Task details -> Look below for the line that contains "integer pixel coordinates", then quote it and all the lines after it, exactly, with the pictures left out.

Point-per-instance localization data
******
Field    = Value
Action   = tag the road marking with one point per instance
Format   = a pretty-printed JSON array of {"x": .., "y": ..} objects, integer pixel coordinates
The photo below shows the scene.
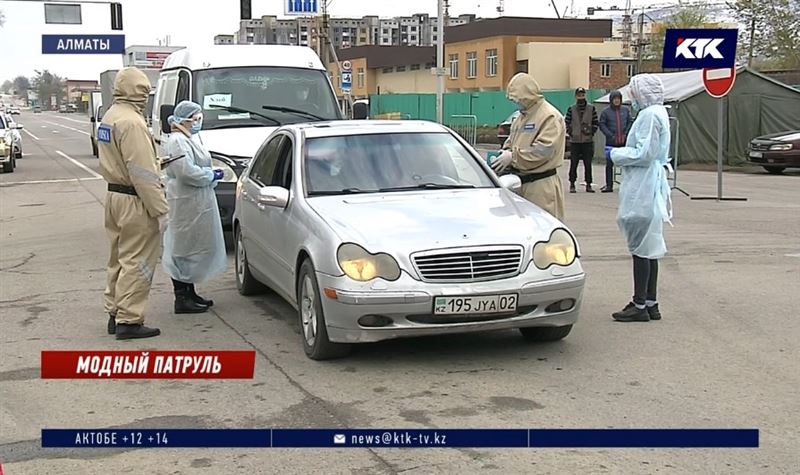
[
  {"x": 37, "y": 182},
  {"x": 33, "y": 136},
  {"x": 89, "y": 170},
  {"x": 70, "y": 128}
]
******
Result of the exercise ->
Format   = a pretty-printed JSON array of {"x": .., "y": ..} objects, integer pixel coordinates
The photo below shows the scene.
[
  {"x": 37, "y": 182},
  {"x": 33, "y": 136},
  {"x": 89, "y": 170},
  {"x": 70, "y": 128}
]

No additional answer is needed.